[[ Document passage, beginning ]]

Arterial Innervation and Raynaud’s Disease

The arteries of the upper limb are innervated by sympathetic nerves. The preganglionic fibers originate from cell bodies in the 2nd to 8th thoracic segments of the spinal cord. They ascend in the sympathetic trunk and synapse in the middle cervical, inferior cervical, 1st thoracic, or stellate ganglia. The postganglionic fibers join the nerves that form the brachial plexus and are distributed to the arteries within the branches of the plexus.

For example, the digital arteries of the fingers are supplied by postganglionic sympathetic fibers that run in the digital nerves. Vasospastic diseases involving digital arterioles, such as Raynaud’s disease, may require a cervicodorsal preganglionic sympathectomy to prevent necrosis of the fingers. The operation is followed by arterial vasodilatation, with consequent increased blood flow to the upper limb.

Development of the Upper Limb-Amelia-Congenital Absence of the Radius-Syndactyly-Lobster Hand-Brachydactyly-Floating Thumb-Polydactyly-Local Gigantism

Development of the Upper Limb

The limb buds appear during the sixth week of development as the result of a localized proliferation of somatopleuric mesenchyme. This causes the overlying ectoderm to bulge from the trunk as two pairs of flattened paddles. The arm buds develop before the leg buds and lie at the level of the lower six cervical and upper two thoracic segments. The flattened limb buds have a cephalic preaxial border and a caudal postaxial border. As the limb buds elongate, the anterior rami of the spinal nerves situated opposite the bases of the limb buds start to grow into the limbs.

The mesenchyme situated along the preaxial border becomes associated and innervated with the lower five cervical nerves, whereas the mesenchyme of the postaxial border becomes associated with the 8th cervical and 1st thoracic nerves.

[[ Document passage, end ]]

### Exercise prompt
According to the upper limb passage, in which ganglia may the preganglionic sympathetic fibers synapse? List every one it names.

[[ Data listing, beginning ]]

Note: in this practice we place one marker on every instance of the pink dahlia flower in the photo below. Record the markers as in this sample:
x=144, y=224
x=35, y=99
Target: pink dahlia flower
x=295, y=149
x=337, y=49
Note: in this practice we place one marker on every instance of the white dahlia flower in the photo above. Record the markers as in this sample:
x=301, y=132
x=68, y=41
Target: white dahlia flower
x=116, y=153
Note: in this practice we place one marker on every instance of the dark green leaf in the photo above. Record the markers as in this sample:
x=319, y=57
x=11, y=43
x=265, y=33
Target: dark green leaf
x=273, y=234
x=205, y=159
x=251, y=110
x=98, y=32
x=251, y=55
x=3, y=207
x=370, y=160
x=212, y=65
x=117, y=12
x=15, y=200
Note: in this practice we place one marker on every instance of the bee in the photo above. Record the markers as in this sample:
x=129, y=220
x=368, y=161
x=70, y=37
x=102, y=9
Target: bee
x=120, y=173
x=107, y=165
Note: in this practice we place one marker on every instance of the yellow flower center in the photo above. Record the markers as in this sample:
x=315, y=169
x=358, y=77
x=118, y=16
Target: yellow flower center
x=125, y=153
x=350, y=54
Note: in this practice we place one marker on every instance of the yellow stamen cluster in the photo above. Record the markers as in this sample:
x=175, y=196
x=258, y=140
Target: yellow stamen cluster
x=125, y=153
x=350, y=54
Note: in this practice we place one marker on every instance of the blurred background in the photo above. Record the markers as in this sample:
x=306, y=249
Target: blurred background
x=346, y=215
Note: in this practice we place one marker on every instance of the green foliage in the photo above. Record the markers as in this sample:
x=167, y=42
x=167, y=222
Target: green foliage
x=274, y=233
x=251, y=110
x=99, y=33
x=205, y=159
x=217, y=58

[[ Data listing, end ]]

### Result for this exercise
- Middle cervical ganglion
- Inferior cervical ganglion
- 1st thoracic ganglion
- Stellate ganglion